Word for word, restate the records that appear below.
Segment Start: TASK INPUT
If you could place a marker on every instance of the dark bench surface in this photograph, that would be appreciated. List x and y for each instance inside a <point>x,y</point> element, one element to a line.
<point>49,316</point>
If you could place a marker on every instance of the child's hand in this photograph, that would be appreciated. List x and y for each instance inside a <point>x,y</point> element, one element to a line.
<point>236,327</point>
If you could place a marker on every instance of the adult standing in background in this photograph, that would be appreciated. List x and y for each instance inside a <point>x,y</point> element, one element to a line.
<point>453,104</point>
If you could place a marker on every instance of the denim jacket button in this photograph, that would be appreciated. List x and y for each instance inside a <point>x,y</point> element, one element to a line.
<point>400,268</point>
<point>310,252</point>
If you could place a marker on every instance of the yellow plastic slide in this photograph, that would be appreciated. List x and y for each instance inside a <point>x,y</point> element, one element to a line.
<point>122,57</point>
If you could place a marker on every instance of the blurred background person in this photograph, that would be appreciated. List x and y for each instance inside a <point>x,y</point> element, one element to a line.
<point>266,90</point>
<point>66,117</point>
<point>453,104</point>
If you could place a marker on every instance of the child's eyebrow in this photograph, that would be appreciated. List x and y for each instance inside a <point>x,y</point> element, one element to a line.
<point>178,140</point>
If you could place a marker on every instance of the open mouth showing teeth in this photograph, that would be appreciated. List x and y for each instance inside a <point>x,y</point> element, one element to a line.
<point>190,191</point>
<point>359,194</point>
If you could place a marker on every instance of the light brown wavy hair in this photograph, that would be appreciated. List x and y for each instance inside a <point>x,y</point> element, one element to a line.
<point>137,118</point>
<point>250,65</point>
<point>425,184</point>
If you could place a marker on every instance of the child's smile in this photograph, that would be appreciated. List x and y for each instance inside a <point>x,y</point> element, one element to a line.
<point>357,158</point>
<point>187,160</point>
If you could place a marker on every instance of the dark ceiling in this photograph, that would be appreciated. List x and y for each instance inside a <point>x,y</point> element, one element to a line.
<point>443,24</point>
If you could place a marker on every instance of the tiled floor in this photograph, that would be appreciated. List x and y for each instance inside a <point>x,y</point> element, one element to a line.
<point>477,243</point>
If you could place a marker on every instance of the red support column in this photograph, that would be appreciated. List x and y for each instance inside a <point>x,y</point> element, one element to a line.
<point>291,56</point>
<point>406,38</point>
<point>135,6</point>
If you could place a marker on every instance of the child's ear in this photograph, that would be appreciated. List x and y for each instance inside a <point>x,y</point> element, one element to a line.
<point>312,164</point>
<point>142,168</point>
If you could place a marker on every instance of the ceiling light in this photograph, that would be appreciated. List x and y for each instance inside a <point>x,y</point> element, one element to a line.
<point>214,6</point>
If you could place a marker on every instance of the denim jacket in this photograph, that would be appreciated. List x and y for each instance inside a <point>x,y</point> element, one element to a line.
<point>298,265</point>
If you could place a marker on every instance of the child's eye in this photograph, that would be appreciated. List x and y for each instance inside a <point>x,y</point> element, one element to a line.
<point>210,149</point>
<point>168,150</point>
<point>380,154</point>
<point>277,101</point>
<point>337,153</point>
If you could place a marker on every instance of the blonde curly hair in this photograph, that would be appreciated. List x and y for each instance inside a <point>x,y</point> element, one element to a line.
Segment End: TASK INPUT
• TASK SOLUTION:
If you could place a marker on every instance of the dark bench surface in this photograph, that would be appreciated. List x and y for each instance inside a <point>x,y</point> element, one element to a line.
<point>49,316</point>
If you could place a marker on every instance of the child's hand in this photograph, that would be appreciated. List x and y for each instance inside a <point>x,y</point> element, one element to a line.
<point>236,327</point>
If you could place a marker on every instance of the adult standing in background in this photograph, that would be appreciated. List x and y for each instance inside a <point>x,y</point> element, one element to a line.
<point>453,104</point>
If you could place a marker on every instance of the denim jacket button in this photograph, that would be appreciated. List x and y for each instance inside a <point>x,y</point> element, one element to a line.
<point>400,268</point>
<point>310,252</point>
If you could place a marker on every instance of the yellow plastic slide in this photograph, that would be appreciated. List x and y for each instance inside a <point>x,y</point> element, one element to a line.
<point>122,57</point>
If you could place a marker on every instance of the blurred background person in this photograph, that would be appreciated. List x and y for each instance inside a <point>x,y</point> element, one element to a line.
<point>266,90</point>
<point>66,117</point>
<point>453,104</point>
If you could place a marker on every instance of the child's eyebrow in this photograph, that would be appreciated. List x and y for each instance inside a <point>x,y</point> element, one element to a line.
<point>178,140</point>
If you could place a marker on every instance of the open mouth showing teeth in this photograph, that would be appreciated. List x and y for each instance inside a <point>x,y</point> element, one element to a line.
<point>190,191</point>
<point>359,194</point>
If you could place a marker on every instance of the light brown wavy hair in this photograph, that would be appreciated. List x and y for each instance inside a <point>x,y</point> element, one element to a line.
<point>137,118</point>
<point>250,65</point>
<point>425,184</point>
If you could place a marker on every instance of the child's smile in this photograph, that would be appreciated. List x and y for each instance inside a <point>x,y</point> element, one element to a line.
<point>357,158</point>
<point>187,160</point>
If you could place a marker on every instance of the dark ceiling in this photograph, that would be appreciated. List x and y for each instance inside a <point>x,y</point> element, one element to a line.
<point>443,24</point>
If you could place a marker on every instance of the tiled floor in this photograph, that would be appreciated. List x and y for each instance inside a <point>x,y</point> element, one element to a line.
<point>477,243</point>
If you could place a marker on every instance of the red support column in this photograph, that would be appreciated. List x and y for each instance inside a <point>x,y</point> element, one element to a line.
<point>291,56</point>
<point>406,38</point>
<point>135,6</point>
If you could place a marker on every instance of the child's ear in this photograph, that would be appreciated. List x and y for each instance inside a <point>x,y</point> element, one element to a line.
<point>312,164</point>
<point>142,168</point>
If you could place a marker on every instance of the ceiling light in this photograph, that would be appreciated. List x and y for each instance inside a <point>x,y</point> element, one element to a line.
<point>214,6</point>
If you could place a marker on every instance of the denim jacket in this photograph, that would be appreciated. List x and y for each instance inside a <point>x,y</point> element, one element to a line.
<point>298,265</point>
If you could place a marker on every instance of the child's eye in this photograph, that would be appreciated. List x and y for each instance inside a <point>x,y</point> element, one element to a line.
<point>210,149</point>
<point>168,150</point>
<point>380,154</point>
<point>277,101</point>
<point>337,153</point>
If you could place a marker on every instance of the blonde curly hair in this photograph, that would be appreciated. List x and y for each instance inside a <point>x,y</point> element, one element to a line.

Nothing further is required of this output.